Segmentation mask data
● ● ● ●
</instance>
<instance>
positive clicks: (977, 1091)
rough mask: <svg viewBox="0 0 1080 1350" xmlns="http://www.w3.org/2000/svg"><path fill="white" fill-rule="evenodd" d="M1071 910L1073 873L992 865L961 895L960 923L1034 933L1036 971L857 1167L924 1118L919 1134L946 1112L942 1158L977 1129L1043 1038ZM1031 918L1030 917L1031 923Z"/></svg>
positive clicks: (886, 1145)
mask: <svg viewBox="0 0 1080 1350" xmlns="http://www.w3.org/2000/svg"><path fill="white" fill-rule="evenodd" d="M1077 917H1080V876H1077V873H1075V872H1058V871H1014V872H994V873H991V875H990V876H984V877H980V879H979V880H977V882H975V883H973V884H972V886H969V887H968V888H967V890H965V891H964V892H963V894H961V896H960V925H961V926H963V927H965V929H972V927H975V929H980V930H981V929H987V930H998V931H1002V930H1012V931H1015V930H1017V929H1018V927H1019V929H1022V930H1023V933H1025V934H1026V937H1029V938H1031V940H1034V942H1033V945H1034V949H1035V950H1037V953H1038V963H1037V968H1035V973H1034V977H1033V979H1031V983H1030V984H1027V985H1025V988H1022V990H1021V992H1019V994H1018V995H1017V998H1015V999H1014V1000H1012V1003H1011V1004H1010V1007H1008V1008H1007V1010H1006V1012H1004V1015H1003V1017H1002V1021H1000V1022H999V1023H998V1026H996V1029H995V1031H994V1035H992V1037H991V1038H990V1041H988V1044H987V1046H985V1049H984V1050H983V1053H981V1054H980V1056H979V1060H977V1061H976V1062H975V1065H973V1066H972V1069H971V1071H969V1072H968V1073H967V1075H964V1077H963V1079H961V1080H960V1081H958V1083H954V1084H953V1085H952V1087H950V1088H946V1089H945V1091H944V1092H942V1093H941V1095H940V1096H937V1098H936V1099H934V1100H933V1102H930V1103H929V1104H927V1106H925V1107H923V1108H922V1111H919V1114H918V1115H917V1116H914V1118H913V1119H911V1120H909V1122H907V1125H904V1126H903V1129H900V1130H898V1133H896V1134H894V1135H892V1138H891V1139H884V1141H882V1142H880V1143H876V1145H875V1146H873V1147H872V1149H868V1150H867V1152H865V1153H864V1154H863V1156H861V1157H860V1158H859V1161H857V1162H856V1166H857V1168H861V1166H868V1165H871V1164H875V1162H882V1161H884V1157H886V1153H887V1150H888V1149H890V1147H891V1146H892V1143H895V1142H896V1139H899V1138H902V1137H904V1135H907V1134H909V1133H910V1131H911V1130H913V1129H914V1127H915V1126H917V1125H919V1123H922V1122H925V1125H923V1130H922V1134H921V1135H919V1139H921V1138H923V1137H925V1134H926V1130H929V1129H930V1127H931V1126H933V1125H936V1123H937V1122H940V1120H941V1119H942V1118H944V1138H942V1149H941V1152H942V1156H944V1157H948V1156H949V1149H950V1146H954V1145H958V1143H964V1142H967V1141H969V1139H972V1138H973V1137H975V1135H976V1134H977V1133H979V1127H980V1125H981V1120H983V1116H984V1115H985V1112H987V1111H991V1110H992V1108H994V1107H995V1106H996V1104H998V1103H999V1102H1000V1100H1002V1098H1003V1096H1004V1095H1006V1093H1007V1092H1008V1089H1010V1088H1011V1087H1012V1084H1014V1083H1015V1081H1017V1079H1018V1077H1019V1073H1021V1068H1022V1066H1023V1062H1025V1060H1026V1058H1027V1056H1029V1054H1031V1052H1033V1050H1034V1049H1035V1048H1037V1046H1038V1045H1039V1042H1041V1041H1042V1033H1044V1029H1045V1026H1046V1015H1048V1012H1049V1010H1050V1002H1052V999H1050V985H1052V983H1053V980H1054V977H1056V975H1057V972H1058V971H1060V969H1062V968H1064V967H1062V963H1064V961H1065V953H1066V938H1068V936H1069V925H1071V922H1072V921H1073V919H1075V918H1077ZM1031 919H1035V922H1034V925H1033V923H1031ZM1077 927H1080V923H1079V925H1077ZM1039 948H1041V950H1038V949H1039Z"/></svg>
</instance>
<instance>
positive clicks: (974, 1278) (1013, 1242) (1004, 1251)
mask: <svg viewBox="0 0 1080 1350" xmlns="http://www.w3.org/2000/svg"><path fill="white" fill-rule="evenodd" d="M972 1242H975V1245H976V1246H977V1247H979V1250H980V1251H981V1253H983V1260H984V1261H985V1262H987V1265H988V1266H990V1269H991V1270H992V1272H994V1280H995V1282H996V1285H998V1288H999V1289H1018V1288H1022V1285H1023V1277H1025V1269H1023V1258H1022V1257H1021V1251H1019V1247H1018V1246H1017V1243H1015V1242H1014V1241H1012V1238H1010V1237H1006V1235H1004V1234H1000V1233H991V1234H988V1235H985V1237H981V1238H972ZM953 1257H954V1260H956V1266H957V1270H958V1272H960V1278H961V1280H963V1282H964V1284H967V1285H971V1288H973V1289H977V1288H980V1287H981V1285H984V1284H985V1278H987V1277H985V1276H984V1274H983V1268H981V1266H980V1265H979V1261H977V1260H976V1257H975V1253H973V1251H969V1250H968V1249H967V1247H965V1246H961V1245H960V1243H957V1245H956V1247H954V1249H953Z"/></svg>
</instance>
● ● ● ●
## BRIEF
Would you please return all of the data exactly?

## YOUR RESPONSE
</instance>
<instance>
positive clicks: (977, 1091)
rough mask: <svg viewBox="0 0 1080 1350" xmlns="http://www.w3.org/2000/svg"><path fill="white" fill-rule="evenodd" d="M1071 910L1073 873L992 865L961 895L960 923L1034 933L1036 971L857 1167L924 1118L919 1134L946 1112L942 1158L977 1129L1043 1038ZM1031 918L1030 917L1031 923Z"/></svg>
positive clicks: (886, 1145)
mask: <svg viewBox="0 0 1080 1350" xmlns="http://www.w3.org/2000/svg"><path fill="white" fill-rule="evenodd" d="M1077 917H1080V876H1077V873H1075V872H1058V871H1014V872H994V873H991V875H990V876H984V877H980V879H979V880H977V882H975V883H973V884H972V886H969V887H968V888H967V890H965V891H964V892H963V894H961V896H960V925H961V926H963V927H965V929H972V927H975V929H980V930H981V929H987V930H998V931H1002V930H1012V931H1015V930H1017V929H1018V927H1019V929H1022V930H1023V933H1025V934H1026V937H1029V938H1031V940H1034V942H1033V945H1034V949H1035V950H1037V953H1038V963H1037V968H1035V973H1034V977H1033V979H1031V983H1030V984H1027V985H1025V988H1022V990H1021V992H1019V994H1018V995H1017V998H1015V999H1014V1000H1012V1003H1011V1004H1010V1007H1008V1008H1007V1010H1006V1012H1004V1015H1003V1017H1002V1021H1000V1022H999V1023H998V1026H996V1029H995V1031H994V1035H992V1037H991V1038H990V1041H988V1044H987V1046H985V1049H984V1050H983V1053H981V1054H980V1056H979V1060H977V1061H976V1062H975V1065H973V1066H972V1069H971V1071H969V1072H968V1073H967V1075H964V1077H963V1079H961V1080H960V1081H958V1083H954V1084H953V1085H952V1087H950V1088H946V1089H945V1091H944V1092H942V1093H941V1095H940V1096H937V1098H936V1099H934V1100H933V1102H930V1103H929V1104H927V1106H925V1107H923V1108H922V1111H919V1114H918V1115H917V1116H914V1118H913V1119H911V1120H909V1122H907V1125H904V1126H903V1129H900V1130H898V1133H896V1134H894V1135H892V1138H891V1139H884V1141H882V1142H880V1143H876V1145H875V1146H873V1147H872V1149H868V1150H867V1152H865V1153H864V1154H863V1156H861V1157H860V1158H859V1161H857V1162H856V1166H857V1168H861V1166H868V1165H871V1164H875V1162H882V1161H884V1157H886V1153H887V1150H888V1149H890V1147H891V1146H892V1143H895V1142H896V1139H899V1138H902V1137H904V1135H907V1134H909V1133H910V1131H911V1130H913V1129H914V1127H915V1126H917V1125H919V1123H922V1122H925V1125H923V1130H922V1134H921V1135H919V1139H921V1138H923V1137H925V1134H926V1130H929V1129H930V1127H931V1126H933V1125H936V1123H937V1122H940V1120H941V1119H942V1118H944V1138H942V1149H941V1152H942V1156H944V1157H948V1156H949V1149H950V1146H954V1145H958V1143H964V1142H967V1141H969V1139H972V1138H973V1137H975V1135H976V1134H977V1133H979V1127H980V1125H981V1120H983V1116H984V1115H985V1112H987V1111H991V1110H992V1108H994V1107H995V1106H996V1104H998V1103H999V1102H1000V1100H1002V1098H1003V1096H1004V1095H1006V1093H1007V1092H1008V1089H1010V1088H1011V1087H1012V1084H1014V1083H1015V1081H1017V1079H1018V1077H1019V1073H1021V1068H1022V1066H1023V1062H1025V1060H1026V1058H1027V1056H1029V1054H1031V1052H1033V1050H1034V1049H1035V1048H1037V1046H1038V1045H1039V1042H1041V1041H1042V1033H1044V1029H1045V1026H1046V1015H1048V1012H1049V1010H1050V1002H1052V999H1050V985H1052V983H1053V980H1054V977H1056V975H1057V972H1058V971H1060V969H1062V968H1064V967H1062V963H1064V961H1065V953H1066V938H1068V936H1069V925H1071V922H1072V921H1073V919H1075V918H1077ZM1031 919H1035V922H1034V925H1033V923H1031ZM1077 927H1080V923H1079V925H1077ZM1039 948H1041V950H1038V949H1039Z"/></svg>
</instance>
<instance>
positive clicks: (974, 1278) (1013, 1242) (1004, 1251)
mask: <svg viewBox="0 0 1080 1350" xmlns="http://www.w3.org/2000/svg"><path fill="white" fill-rule="evenodd" d="M972 1242H975V1245H976V1246H977V1247H979V1250H980V1251H981V1253H983V1260H984V1261H985V1262H987V1265H988V1266H990V1269H991V1270H992V1272H994V1280H995V1282H996V1285H998V1288H999V1289H1018V1288H1022V1285H1023V1277H1025V1269H1023V1258H1022V1257H1021V1251H1019V1247H1018V1246H1017V1243H1015V1242H1014V1241H1012V1238H1010V1237H1006V1235H1004V1234H1000V1233H991V1234H988V1235H985V1237H981V1238H972ZM953 1257H954V1260H956V1266H957V1270H958V1272H960V1278H961V1280H963V1282H964V1284H967V1285H971V1288H973V1289H977V1288H980V1287H981V1285H984V1284H985V1278H987V1277H985V1276H984V1274H983V1268H981V1266H980V1265H979V1261H977V1260H976V1257H975V1253H973V1251H969V1250H968V1249H967V1247H965V1246H961V1245H960V1243H957V1245H956V1247H954V1249H953Z"/></svg>
</instance>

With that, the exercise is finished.